▸ Problems to work on:
A. List the possible causes of excessive pressure or friction on the foot that the text on foot calluses names.
B. Continue the text on foot calluses from the point where it stops.

▸ Provided text:
□ □ □ □ □
Get Rid Of This Painful Foot Callus?

Have you ever found yourself sitting in the podiatrist’s office, waiting for the doctor to trim your painful callus, and thinking, “Why can’t my doctor just cut out the callus so they never return?”  If so, you’re not alone.  Millions of Americans suffer from this painful condition, often with only temporary relief.  And I have been asked many versions of the same question for years.

First, it’s important to understand how and why a callus forms.  A Callus is extra layers of dry skin that the body creates as a way of protecting itself from excessive pressure or friction.  This could be caused by tight-fitting shoes, the shape of certain bones, or even the way you walk.  That extra pressure can cause damage over time.  Without calluses, the skin could be rubbed away completely, leaving an open wound or ulcer that could easily get infected and lead to much more serious problems.  So our bodies add extra skin in the areas that need more protection.  Unfortunately, those layers of protection can also cause pain, especially if they’re on the bottom of our feet.
□ □ □ □ □
▸ Exercise data:
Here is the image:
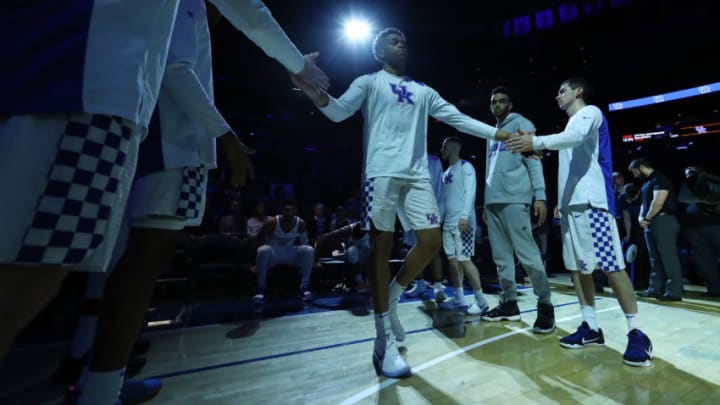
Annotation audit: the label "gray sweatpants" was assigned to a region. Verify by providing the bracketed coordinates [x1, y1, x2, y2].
[485, 204, 551, 304]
□ □ □ □ □
▸ Results:
A.
- tight-fitting shoes
- the shape of certain bones
- the way you walk

B.
A podiatrist can’t permanently “cut out” the calluses, because as long as there’s pressure or friction, they will continue to form.  Instead, we figure out why you’re getting them and create an individualized treatment plan for you, based on what the cause of the calluses may be.  If the way you walk or the length of certain bones is causing the calluses, you may want to try orthotics, which would redistribute your weight more evenly throughout your foot.  The orthotics are very lightweight and thin, and they can easily fit in almost any shoe and be transferred from one shoe to another.  They are custom-molded in the office and can go home with you the same day.  We might also need to offload the painful area by putting a self-adhesive felt pad around it, with a hole cut out for the callused area.  Remember, calluses are caused by pressure, so if there’s no pressure, the callus will not build up.  If your shoes are really snug, we might recommend that you get something with a bigger toe box (that’s the front part of the shoe that your toes sit inside), so they aren’t rubbing so much.  Oftentimes, we have found that our patients get significant relief by making these small changes.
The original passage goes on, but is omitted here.